-- Exercise objective --
Retype every line below precisely as it appears.
=== Section Start ===
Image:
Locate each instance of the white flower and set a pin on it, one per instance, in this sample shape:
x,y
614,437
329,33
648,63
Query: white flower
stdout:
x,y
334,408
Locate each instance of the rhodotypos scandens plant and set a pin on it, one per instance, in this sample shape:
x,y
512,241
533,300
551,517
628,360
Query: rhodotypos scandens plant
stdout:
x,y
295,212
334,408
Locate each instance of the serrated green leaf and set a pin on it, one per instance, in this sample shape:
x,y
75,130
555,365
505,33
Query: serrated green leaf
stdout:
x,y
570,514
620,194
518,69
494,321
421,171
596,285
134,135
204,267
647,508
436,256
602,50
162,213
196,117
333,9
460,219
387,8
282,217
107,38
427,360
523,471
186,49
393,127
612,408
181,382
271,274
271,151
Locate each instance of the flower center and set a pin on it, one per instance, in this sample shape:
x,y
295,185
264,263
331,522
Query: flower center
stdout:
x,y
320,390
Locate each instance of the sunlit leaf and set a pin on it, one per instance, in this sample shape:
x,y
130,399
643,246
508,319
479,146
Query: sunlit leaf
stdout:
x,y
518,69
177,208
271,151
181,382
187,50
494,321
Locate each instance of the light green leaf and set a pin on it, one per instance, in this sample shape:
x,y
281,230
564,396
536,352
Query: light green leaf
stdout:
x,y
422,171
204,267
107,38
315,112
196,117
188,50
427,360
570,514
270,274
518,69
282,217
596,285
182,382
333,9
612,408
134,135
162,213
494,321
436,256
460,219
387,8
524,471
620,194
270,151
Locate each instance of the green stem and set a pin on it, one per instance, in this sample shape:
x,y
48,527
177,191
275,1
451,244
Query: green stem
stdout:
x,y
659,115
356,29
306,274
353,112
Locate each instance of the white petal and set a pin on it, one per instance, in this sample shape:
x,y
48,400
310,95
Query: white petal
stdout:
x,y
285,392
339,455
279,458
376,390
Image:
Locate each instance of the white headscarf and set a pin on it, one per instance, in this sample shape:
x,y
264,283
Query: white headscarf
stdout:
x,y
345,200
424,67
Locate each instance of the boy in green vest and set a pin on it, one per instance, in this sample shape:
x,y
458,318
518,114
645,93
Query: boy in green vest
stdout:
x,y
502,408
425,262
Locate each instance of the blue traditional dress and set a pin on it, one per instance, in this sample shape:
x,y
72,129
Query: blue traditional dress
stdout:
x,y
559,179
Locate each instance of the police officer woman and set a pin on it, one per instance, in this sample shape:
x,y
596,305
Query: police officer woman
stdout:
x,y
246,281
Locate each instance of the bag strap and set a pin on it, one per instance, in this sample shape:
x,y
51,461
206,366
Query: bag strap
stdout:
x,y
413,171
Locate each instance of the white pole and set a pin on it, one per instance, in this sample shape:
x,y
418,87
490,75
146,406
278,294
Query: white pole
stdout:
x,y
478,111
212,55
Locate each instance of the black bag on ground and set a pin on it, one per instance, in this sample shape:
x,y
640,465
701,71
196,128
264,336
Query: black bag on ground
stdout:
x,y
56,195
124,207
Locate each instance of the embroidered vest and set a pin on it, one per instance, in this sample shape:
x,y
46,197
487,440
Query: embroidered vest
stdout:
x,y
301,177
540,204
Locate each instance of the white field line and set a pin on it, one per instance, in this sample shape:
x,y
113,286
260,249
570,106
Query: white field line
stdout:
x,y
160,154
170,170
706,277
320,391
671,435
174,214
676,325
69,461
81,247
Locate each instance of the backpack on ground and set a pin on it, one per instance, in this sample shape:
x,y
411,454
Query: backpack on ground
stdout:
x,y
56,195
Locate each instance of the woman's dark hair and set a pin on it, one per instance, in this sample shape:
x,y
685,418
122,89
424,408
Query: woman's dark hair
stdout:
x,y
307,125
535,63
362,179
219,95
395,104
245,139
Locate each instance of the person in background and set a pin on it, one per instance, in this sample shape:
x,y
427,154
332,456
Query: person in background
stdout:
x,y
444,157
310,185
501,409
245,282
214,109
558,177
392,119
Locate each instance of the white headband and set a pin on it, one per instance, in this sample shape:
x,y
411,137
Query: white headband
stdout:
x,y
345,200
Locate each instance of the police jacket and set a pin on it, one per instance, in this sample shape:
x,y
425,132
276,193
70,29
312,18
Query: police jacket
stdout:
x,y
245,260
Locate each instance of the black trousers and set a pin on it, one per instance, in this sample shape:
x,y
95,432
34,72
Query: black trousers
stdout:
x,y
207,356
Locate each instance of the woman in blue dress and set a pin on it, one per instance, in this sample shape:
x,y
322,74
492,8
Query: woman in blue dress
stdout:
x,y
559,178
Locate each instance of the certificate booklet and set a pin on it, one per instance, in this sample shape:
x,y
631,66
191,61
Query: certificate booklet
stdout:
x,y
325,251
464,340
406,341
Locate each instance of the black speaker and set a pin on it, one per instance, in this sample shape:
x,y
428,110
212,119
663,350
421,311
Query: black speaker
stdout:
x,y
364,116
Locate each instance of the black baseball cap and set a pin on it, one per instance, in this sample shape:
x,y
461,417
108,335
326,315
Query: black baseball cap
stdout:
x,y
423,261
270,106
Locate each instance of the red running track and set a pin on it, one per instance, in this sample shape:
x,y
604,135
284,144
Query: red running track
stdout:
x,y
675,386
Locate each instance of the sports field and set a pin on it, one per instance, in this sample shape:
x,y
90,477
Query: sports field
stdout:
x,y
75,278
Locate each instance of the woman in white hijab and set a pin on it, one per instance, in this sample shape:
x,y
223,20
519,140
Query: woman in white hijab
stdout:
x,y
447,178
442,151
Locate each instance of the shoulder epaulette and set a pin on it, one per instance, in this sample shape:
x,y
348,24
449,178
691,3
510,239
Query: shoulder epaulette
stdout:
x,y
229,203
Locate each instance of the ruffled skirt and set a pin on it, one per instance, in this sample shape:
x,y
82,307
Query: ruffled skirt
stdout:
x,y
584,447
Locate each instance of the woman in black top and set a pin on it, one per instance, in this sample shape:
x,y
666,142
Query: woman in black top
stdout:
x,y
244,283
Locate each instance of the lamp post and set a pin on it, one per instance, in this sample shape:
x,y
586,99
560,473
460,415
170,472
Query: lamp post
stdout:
=== Section End ===
-- Completed task --
Image:
Locate each instance of the white flower and set a pin on it, one per instance, in this sample shape:
x,y
614,437
329,33
648,63
Query: white flower
stdout:
x,y
334,408
Locate each instance of the rhodotypos scandens plant and set a pin on it, one per instance, in this sample shape:
x,y
512,241
533,300
551,517
628,360
Query: rhodotypos scandens plant
stdout:
x,y
295,212
334,408
Locate each instance of the serrated green leaf and set a pin on it, one per instance, in this sample shape:
x,y
75,130
555,365
505,33
Query: serrated green leaf
stdout:
x,y
570,514
620,194
518,69
494,321
421,171
596,285
134,135
204,267
647,508
436,256
602,50
162,213
196,117
333,9
460,219
387,8
282,217
107,38
427,360
523,471
186,49
393,127
612,408
181,382
271,274
271,151
Locate each instance of the flower center and set a pin on it, one per instance, in this sample shape:
x,y
295,185
264,263
331,522
Query: flower center
stdout:
x,y
320,390
Locate each instance of the sunlit leaf and set a pin on it, one per instance, in this sample shape:
x,y
130,399
643,246
508,319
479,146
Query: sunlit leaf
stdout:
x,y
518,69
177,208
271,151
181,382
187,50
494,321
Locate each instance of the light green leaf and set a pin on it, one per instance, in this sample shape:
x,y
281,230
564,396
536,352
Query: light green leaf
stdout:
x,y
422,171
204,267
107,38
315,112
196,117
188,50
427,360
570,514
270,274
518,69
282,217
596,285
182,382
333,9
612,408
134,135
162,213
494,321
436,256
460,219
387,8
524,471
620,194
270,151
Locate each instance of the green stem and set a pin on it, one per instance, in this sample shape:
x,y
48,527
177,191
275,1
451,244
Query: green stem
stdout:
x,y
659,115
356,29
306,274
353,112
Locate each instance of the white petal and set a pin on it, one per instance, in this sample shape:
x,y
48,400
310,95
Query: white petal
stdout:
x,y
285,392
339,455
279,458
376,390
Image:
Locate each instance of the white headscarf and set a pin on it, one per instance, in this sample shape:
x,y
264,283
Query: white headscarf
stdout:
x,y
345,200
424,67
Locate each instance of the boy in green vest and set a pin on it, one per instance, in this sample shape:
x,y
458,318
518,114
645,93
Query: boy in green vest
stdout:
x,y
502,408
425,262
Locate each instance of the blue traditional dress and set a pin on it, one per instance, in this sample shape:
x,y
72,129
Query: blue traditional dress
stdout:
x,y
559,179
Locate each instance of the police officer woman and set a pin on it, one per instance, in this sample shape:
x,y
596,305
Query: police officer woman
stdout:
x,y
246,281
Locate each instance of the bag strap and set a pin on it, one per instance, in this sample shape:
x,y
51,461
206,366
Query: bag strap
stdout:
x,y
413,171
Locate each instance of the white pole and set a pin on it, one per instance, in this sample shape:
x,y
418,87
490,75
146,406
278,294
Query: white pole
stdout:
x,y
478,111
212,55
Locate each instance of the black bag on ground and set a pin on it, one per instance, in this sample shape:
x,y
640,465
701,71
196,128
264,336
Query: black bag on ground
stdout:
x,y
56,195
124,207
Locate each instance of the embroidered vest and set a pin on it, one per instance, in this sample shape:
x,y
46,197
487,440
Query: embroidered vest
stdout:
x,y
301,177
540,204
Locate each instance of the white field line and set a pin on it, one per instance, in this sample shape:
x,y
113,286
260,249
570,106
Query: white field line
stdout:
x,y
160,154
170,170
706,277
320,391
671,435
174,214
676,325
69,461
81,247
Locate each instance of the backpack on ground and set a pin on it, one per instance, in this sample shape:
x,y
411,454
Query: backpack on ground
stdout:
x,y
56,195
Locate each instance of the woman's dark hair and set a pin on it, one per instance, in this sample shape:
x,y
685,418
122,89
424,408
Query: woman's dark hair
stdout:
x,y
307,125
535,63
362,179
219,95
395,104
245,139
Locate each instance of the person in background and set a pin on it, one per instance, in this sample shape:
x,y
427,154
332,456
Query: person in background
stdout:
x,y
444,157
310,185
501,409
245,282
214,109
558,177
392,119
Locate each instance of the white headband and set a pin on it, one per instance, in this sample shape:
x,y
411,137
Query: white headband
stdout:
x,y
345,200
Locate each instance of the police jacket and set a pin on it, one per instance, in this sample shape:
x,y
425,132
276,193
70,29
312,18
Query: police jacket
stdout:
x,y
245,260
Locate each instance of the black trousers and set a pin on it, one per instance, in this sample shape:
x,y
95,432
34,72
Query: black trousers
stdout:
x,y
207,356
Locate each instance of the woman in blue dress and set a pin on it, one per instance, in this sample shape:
x,y
322,74
492,8
Query: woman in blue dress
stdout:
x,y
559,178
Locate each instance of the certificate booklet and set a pin on it, one per instance, in this sample shape:
x,y
631,66
191,61
Query: certificate booklet
stdout:
x,y
325,251
464,340
406,341
Locate each instance of the black speaker and set a pin on it, one per instance, in this sample shape:
x,y
428,110
212,119
663,350
421,311
Query: black speaker
stdout:
x,y
364,116
Locate each instance of the black baseball cap and set a pin on it, one per instance, in this sample shape:
x,y
461,417
108,335
326,315
Query: black baseball cap
stdout:
x,y
423,261
270,106
Locate each instance of the red running track and set a pin on it, one per instance, in this sample shape:
x,y
604,135
284,144
Query: red running track
stdout:
x,y
675,386
Locate each instance of the sports field and set a pin on it, one per instance, in this sample shape:
x,y
90,477
Query: sports field
stdout:
x,y
75,278
Locate each instance of the woman in white hijab and set a pin on it, one per instance, in this sample shape:
x,y
223,20
519,140
Query: woman in white hijab
stdout:
x,y
447,178
442,151
Locate each instance of the shoulder epaulette and set a pin on it, one per instance, in this sample shape:
x,y
348,24
449,178
691,3
510,239
Query: shoulder epaulette
stdout:
x,y
229,203
Locate each instance of the ruffled skirt and set a pin on it, one per instance, in this sample shape:
x,y
82,307
Query: ruffled skirt
stdout:
x,y
584,447
Locate each instance of the woman in black top and set a pin on it, one per instance, in this sample shape:
x,y
666,142
Query: woman in black top
stdout:
x,y
244,283
Locate each instance of the lamp post and set a pin on it, one per instance, in this sample shape:
x,y
586,99
560,473
460,415
170,472
Query: lamp post
stdout:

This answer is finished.